# DIRECTIVE
Pull out each line in the records below that contains the string "people". Case counts.

# DATA ENTRIES
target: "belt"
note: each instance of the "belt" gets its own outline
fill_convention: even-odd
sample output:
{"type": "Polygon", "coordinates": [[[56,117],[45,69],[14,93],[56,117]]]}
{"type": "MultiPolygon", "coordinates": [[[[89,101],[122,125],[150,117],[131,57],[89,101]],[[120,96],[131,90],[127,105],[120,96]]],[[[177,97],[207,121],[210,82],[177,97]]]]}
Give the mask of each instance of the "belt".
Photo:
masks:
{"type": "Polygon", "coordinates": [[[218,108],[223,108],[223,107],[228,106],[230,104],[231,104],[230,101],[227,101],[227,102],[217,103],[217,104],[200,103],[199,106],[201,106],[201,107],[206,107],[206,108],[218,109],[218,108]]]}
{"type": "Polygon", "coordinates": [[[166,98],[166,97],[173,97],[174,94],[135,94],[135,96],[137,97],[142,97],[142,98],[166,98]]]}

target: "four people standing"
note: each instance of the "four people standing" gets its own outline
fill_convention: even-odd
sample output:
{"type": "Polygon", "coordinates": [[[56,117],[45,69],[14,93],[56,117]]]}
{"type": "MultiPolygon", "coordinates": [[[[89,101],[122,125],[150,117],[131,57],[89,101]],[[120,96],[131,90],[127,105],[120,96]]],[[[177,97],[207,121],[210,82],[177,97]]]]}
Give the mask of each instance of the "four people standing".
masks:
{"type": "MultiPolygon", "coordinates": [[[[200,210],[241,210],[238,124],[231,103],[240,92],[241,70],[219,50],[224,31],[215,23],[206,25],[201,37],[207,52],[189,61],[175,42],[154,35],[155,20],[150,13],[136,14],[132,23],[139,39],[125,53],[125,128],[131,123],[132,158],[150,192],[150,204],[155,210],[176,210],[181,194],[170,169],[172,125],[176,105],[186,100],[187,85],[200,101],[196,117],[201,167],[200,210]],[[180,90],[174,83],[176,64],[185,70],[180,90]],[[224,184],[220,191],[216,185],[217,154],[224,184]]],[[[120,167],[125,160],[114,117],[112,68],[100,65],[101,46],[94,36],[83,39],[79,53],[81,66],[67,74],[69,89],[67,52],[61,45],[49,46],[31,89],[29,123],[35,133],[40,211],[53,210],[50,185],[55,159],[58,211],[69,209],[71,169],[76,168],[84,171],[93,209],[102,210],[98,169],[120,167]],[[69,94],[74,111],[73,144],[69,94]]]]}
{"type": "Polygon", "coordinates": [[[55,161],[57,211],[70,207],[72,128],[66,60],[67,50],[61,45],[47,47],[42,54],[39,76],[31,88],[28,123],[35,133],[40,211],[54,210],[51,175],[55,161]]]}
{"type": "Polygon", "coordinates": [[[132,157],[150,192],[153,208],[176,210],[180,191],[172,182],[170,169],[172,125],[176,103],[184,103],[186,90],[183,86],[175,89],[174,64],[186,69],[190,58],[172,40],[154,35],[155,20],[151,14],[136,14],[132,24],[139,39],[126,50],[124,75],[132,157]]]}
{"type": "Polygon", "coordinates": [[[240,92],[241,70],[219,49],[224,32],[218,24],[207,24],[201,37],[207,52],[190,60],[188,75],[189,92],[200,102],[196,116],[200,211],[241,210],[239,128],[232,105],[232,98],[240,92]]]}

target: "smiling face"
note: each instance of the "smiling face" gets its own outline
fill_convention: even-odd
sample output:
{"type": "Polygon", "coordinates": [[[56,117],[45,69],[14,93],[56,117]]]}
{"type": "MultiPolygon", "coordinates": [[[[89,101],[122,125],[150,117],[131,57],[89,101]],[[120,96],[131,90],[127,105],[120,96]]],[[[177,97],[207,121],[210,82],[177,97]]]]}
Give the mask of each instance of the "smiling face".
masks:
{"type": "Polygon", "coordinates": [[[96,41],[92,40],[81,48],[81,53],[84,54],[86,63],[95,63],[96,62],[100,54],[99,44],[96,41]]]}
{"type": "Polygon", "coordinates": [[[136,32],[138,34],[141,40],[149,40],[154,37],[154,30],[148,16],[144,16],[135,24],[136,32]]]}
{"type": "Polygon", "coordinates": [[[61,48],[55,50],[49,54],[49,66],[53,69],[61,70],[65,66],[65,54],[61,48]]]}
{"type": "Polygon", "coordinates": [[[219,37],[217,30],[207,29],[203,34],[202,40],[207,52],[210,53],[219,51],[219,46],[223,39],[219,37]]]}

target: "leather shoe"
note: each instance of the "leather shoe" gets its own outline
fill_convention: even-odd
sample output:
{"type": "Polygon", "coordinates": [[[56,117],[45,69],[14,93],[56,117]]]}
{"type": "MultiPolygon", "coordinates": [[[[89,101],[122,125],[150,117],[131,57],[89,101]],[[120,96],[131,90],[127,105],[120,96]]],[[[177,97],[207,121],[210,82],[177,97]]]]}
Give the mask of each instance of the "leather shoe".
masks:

# THE SOLUTION
target: "four people standing"
note: each instance of the "four people standing" gets its own outline
Give the mask of each instance of the "four people standing".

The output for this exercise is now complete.